Starting at the line below holding "coordinates: whole pixels, x" and stopping at the line holding "Provide the mask", print every line exactly, both ends included, and leave the rest out.

Collected data:
■ ■ ■

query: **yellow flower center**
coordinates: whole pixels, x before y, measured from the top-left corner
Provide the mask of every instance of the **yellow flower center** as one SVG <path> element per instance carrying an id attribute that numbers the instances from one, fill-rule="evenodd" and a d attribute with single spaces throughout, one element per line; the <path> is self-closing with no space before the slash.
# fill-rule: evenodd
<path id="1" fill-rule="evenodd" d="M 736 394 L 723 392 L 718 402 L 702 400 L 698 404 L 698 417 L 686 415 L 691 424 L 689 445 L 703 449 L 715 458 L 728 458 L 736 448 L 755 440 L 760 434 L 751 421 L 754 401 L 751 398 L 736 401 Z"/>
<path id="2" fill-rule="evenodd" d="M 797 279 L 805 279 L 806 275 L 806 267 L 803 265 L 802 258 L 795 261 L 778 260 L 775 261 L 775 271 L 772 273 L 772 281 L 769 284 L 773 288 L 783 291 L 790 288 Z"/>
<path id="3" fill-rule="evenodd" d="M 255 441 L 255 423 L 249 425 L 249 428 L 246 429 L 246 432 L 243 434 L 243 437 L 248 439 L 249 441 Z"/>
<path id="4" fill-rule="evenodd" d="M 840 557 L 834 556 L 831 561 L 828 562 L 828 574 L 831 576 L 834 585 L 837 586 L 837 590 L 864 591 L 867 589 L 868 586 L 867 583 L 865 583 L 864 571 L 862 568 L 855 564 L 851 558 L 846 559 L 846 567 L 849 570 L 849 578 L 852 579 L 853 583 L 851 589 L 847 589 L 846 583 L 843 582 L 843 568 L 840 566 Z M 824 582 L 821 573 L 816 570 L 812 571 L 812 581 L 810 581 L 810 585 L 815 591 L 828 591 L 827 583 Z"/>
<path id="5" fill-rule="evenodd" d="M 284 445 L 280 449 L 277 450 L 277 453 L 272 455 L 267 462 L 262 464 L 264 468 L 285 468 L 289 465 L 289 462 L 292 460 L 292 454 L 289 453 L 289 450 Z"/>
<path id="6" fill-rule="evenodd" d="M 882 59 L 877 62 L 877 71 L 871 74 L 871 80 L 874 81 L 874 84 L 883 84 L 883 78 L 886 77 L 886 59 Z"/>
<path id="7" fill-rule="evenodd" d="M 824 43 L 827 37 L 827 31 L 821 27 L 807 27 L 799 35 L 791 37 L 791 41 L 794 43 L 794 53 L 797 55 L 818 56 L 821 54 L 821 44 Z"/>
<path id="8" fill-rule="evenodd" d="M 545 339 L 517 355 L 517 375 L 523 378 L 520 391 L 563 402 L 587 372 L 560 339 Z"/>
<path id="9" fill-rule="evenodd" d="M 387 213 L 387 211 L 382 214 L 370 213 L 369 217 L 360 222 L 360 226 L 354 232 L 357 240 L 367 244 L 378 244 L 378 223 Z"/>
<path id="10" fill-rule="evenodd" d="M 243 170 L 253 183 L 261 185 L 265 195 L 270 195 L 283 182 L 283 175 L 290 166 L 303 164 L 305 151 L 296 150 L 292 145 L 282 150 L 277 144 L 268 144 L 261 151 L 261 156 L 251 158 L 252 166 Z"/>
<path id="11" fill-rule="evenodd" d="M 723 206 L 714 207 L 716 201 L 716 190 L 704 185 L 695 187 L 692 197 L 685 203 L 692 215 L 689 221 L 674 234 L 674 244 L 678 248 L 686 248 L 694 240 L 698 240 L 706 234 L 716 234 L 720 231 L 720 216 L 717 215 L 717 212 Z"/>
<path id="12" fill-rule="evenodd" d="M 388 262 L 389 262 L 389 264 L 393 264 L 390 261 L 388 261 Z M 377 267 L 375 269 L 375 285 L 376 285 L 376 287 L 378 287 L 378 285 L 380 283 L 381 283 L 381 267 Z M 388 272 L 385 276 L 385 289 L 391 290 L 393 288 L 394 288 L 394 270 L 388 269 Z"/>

■ ■ ■

Task answer:
coordinates: whole pixels, x before y, measured from the top-left corner
Provide the mask of every instance of the **yellow flower center** as one SVG <path> element per instance carrying an id attribute that numbers the instances from one, fill-rule="evenodd" and a d attribute with single spaces throughout, one element per line; the <path> is self-closing with no space before the slash.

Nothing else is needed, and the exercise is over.